> [EXTRACTED ENTRIES]:
_ _ _ _
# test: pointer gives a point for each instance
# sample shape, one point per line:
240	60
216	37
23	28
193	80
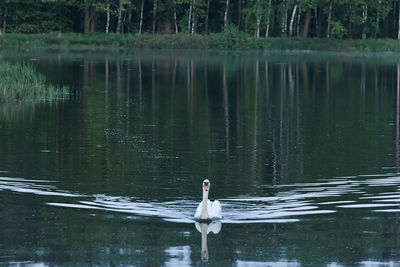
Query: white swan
208	210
_ _ _ _
> [WRITTEN REQUEST]:
Could you output all of the lines above verbatim, leaving out the picture?

> [EXERCISE ANSWER]:
# test: pointer gives a point for each instance
# sample shape, one point per line:
240	60
216	37
23	28
193	80
Query: white swan
208	210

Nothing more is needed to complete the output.